## PROBLEM DETAILS
Rewrite the records from the line containing "Can you see the blue" through the line containing "x=783, y=112", both included, keeping every request line as it is and multiplying each x and y coordinate in the answers by 2.55, rounded to the nearest whole number with halves rounded up.

Dataset rows:

========================================================================

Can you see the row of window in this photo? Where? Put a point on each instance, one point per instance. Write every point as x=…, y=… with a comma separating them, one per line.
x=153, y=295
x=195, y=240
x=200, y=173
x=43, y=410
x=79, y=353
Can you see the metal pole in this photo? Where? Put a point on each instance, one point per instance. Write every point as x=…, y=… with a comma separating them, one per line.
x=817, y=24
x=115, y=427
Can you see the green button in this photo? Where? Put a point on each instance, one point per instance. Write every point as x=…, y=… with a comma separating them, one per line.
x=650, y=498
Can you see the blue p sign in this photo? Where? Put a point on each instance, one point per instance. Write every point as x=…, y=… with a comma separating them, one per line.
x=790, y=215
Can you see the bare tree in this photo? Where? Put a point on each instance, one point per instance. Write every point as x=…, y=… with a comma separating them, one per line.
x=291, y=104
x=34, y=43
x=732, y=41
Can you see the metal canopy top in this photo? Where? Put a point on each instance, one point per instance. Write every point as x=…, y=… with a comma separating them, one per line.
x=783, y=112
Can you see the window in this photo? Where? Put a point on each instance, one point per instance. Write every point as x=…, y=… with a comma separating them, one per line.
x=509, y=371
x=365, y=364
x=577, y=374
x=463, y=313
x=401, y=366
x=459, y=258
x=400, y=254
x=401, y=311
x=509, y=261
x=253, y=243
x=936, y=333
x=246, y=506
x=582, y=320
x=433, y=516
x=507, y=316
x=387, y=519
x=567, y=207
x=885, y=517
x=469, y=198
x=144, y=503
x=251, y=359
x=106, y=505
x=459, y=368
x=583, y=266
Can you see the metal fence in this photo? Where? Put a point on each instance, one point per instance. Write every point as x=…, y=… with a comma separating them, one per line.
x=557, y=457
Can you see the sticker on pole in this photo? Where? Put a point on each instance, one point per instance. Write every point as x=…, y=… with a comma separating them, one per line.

========================================================================

## RESPONSE TO THIS TASK
Can you see the blue p sign in this photo? Where? Put a point on each instance, one point per instance. Write every point as x=…, y=… with a comma separating them, one per line.
x=2015, y=548
Can you see the bare tree in this photo? Where? Put a point on each instance, one point per instance. Write every point as x=…, y=… with a comma separating them, one per line.
x=742, y=265
x=87, y=110
x=1867, y=105
Can you see the metal canopy top in this photo? Where? Put a point on each instance, one point per instance. Write every point as x=…, y=… with a comma separating them, one per line.
x=1997, y=286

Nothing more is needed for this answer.